● TEXT SECTION
+ + + + +
What we have here is Latin scholars colliding with botanists. The word aron
first appeared in Theophrastus (b.372 BC - the successor to Aristotle), who
wrote the two important botanical treatises in ancient times. One (On the
History of Plants) is the source of many of our modern scientific plant
names that was heavily referenced by modern botanist/namers like Linne.
W. George Schmid
Hosta Hill - Tucker Georgia USA
Zone 7a - 1188 feet AMSL
84-12'-30" West_33-51' North
----- Original Message -----
From: "Planter Rik" <planterrik@hotmail.com>
To: <aroid-l@lists.ncsu.edu>
Sent: Wednesday, October 16, 2002 1:52 PM
Subject: [aroid-l] Etymology of AROID <= ARUM <= ARON

> Well, I've lost the earlier comments now, but here's the gist:
> A post noted that "aroid" derived from the Latin word "arum," which means
> lily.
> Either the same post or a response said that "arum" derived from the
> Greek "aron" (which is where etymological comments end in most
> dictionaries).
+ + + + +
● INSTRUCTIONS FOR THE TASK
According to the text on the etymology of "aroid," whose writing did the word "aron" first appear in?

● GIVEN DATA
+ + + + +
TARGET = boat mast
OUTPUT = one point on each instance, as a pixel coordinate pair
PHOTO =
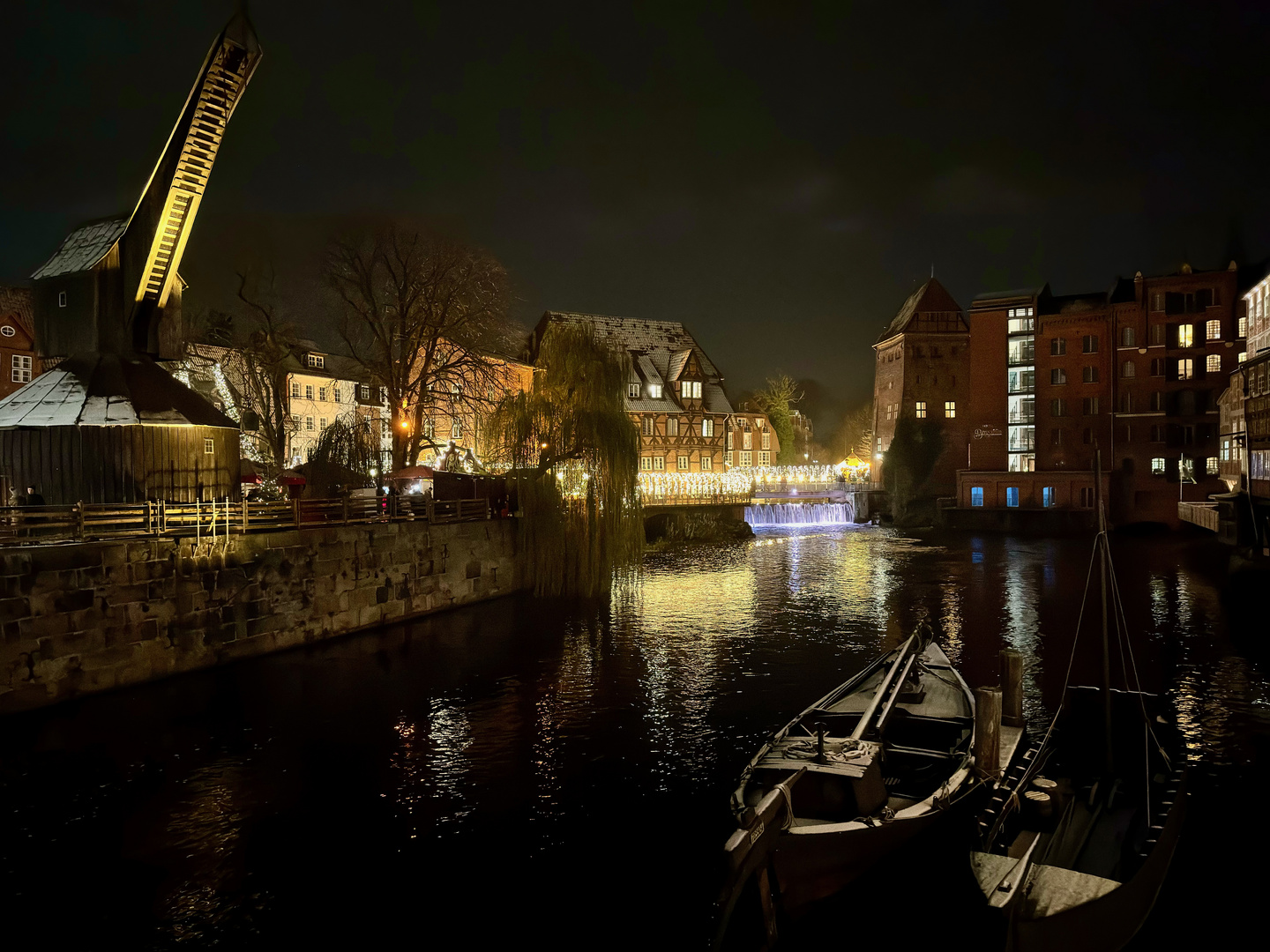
(1102, 585)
+ + + + +
● COMPLETE RESPONSE
Theophrastus